--- RECORDS SHOWN ---

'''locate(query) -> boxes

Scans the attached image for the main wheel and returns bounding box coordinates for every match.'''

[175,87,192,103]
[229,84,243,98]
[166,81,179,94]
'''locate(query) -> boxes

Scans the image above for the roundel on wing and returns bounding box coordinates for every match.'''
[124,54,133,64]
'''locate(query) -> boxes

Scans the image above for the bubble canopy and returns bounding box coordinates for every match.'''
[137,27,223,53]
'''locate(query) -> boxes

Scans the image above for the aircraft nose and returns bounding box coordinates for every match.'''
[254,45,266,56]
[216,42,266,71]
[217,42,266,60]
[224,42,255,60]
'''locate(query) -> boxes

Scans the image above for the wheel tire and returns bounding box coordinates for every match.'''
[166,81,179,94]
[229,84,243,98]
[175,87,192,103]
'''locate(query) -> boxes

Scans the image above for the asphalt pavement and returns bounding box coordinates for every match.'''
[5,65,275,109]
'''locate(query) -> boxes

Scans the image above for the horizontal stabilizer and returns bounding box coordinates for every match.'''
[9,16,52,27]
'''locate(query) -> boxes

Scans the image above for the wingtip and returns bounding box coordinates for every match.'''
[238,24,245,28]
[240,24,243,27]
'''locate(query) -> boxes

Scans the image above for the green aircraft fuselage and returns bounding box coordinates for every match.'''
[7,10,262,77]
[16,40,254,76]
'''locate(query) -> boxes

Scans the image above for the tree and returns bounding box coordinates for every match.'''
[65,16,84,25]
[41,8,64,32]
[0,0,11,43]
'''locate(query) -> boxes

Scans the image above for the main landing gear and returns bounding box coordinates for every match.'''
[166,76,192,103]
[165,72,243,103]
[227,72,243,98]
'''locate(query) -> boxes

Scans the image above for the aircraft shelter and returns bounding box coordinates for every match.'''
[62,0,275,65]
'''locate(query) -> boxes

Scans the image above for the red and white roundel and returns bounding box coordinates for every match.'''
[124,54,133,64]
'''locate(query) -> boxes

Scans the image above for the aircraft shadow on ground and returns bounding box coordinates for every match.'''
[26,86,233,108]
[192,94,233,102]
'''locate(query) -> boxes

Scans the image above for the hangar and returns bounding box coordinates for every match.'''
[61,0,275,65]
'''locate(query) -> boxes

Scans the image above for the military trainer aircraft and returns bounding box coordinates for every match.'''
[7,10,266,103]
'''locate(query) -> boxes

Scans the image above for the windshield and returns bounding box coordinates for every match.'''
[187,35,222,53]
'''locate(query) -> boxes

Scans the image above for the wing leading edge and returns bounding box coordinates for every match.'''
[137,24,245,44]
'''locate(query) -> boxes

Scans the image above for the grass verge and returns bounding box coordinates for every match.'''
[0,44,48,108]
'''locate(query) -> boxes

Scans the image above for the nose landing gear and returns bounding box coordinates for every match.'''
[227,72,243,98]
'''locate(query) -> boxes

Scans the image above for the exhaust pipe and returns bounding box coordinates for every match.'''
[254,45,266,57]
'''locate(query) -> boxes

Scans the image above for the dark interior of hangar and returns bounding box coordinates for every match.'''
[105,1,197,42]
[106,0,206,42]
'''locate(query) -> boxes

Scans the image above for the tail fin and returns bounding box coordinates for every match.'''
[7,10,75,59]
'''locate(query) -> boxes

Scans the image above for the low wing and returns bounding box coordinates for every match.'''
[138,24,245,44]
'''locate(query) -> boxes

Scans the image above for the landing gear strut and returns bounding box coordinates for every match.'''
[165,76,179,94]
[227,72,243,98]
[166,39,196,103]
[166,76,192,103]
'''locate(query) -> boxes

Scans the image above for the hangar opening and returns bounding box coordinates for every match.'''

---

#### GOAL OF THE EXERCISE:
Output the data in full, precisely as it appears above.

#### EXPECTED OUTPUT:
'''locate(query) -> boxes

Scans the attached image for the main wheel and returns bounding box coordinates for every match.'''

[175,87,192,103]
[229,84,243,98]
[166,81,179,94]
'''locate(query) -> boxes

Scans the image above for the roundel on wing and returns bounding box coordinates for every match.'''
[124,54,133,64]
'''locate(query) -> boxes

Scans the image above for the bubble canopy and returns bounding box coordinates for every match.'''
[137,27,223,53]
'''locate(query) -> boxes

Scans the image above for the aircraft nose and returns bounding box coordinates for every match.'''
[254,45,266,56]
[216,42,266,71]
[217,42,266,60]
[224,42,255,60]
'''locate(query) -> boxes

Scans the image above for the wheel tire and returns bounding box coordinates for every match.'''
[166,81,179,94]
[229,84,243,98]
[175,87,192,103]
'''locate(query) -> boxes

Scans the image above for the asphalt pavement and returns bounding box coordinates for every match.'''
[5,65,275,109]
'''locate(query) -> boxes

Scans the image above for the horizontal stabilizer and returns bounding box coordinates for every match.'''
[9,16,52,27]
'''locate(query) -> boxes

Scans the image above for the wingtip and returns bounding box coordinates for every match.'''
[238,24,245,28]
[240,24,243,27]
'''locate(query) -> boxes

Scans the image above for the green aircraft fuselage and returns bounding box coordinates for every match.'''
[7,10,262,77]
[16,40,254,76]
'''locate(query) -> boxes

Scans the image above for the tree and returns bounding box coordinates for every match.'''
[65,16,84,25]
[41,8,64,32]
[0,0,11,43]
'''locate(query) -> boxes

Scans the image above for the main landing gear and returns bounding box coordinates for every match.'''
[166,76,192,103]
[165,72,243,103]
[227,72,243,98]
'''locate(query) -> boxes

Scans the image above for the aircraft shelter and returns bounding box coordinates for every match.'''
[62,0,275,65]
'''locate(query) -> boxes

Scans the image above for the red and white roundel and returns bounding box coordinates for every match.'''
[124,54,133,64]
'''locate(query) -> boxes

Scans the image above for the aircraft shadow on ground and returns bounding box coordinates for every match.'''
[26,86,233,108]
[192,94,233,102]
'''locate(query) -> boxes

Scans the image above for the hangar and returns bounding box coordinates for every match.'''
[61,0,275,65]
'''locate(query) -> boxes

Scans the image above for the military trainer aircraft and returns bounding box coordinates for every match.'''
[7,10,266,103]
'''locate(query) -> boxes

Scans the image above for the windshield and returns bounding box coordinates for every match.'''
[187,35,222,53]
'''locate(query) -> boxes

Scans the image above for the wing leading edge and returns bounding box coordinates for every match.'''
[137,24,245,44]
'''locate(query) -> boxes

Scans the image above for the grass verge and returns bounding box coordinates for every match.'''
[0,44,48,108]
'''locate(query) -> boxes

Scans the image above for the nose landing gear and returns bounding box coordinates for every match.'''
[227,72,243,98]
'''locate(query) -> boxes

Scans the image above for the exhaust pipe and returns bounding box coordinates for every match.'''
[254,45,266,57]
'''locate(query) -> boxes

Scans the image above for the dark interior of hangar and returns bounding box coordinates for every match.'''
[105,1,197,42]
[106,0,206,42]
'''locate(query) -> boxes

Scans the image above for the tail fin and returns bounding box coordinates for every match.'''
[7,10,75,59]
'''locate(query) -> boxes

Scans the image above for the low wing and returns bounding box coordinates for every match.'''
[138,24,245,44]
'''locate(query) -> boxes

Scans the image above for the landing gear strut and returns bounding box coordinates for every match.'''
[165,76,179,94]
[227,72,243,98]
[166,39,196,103]
[166,76,192,103]
'''locate(query) -> boxes

Scans the image above for the hangar opening and returns bounding box coordinates for every match.'''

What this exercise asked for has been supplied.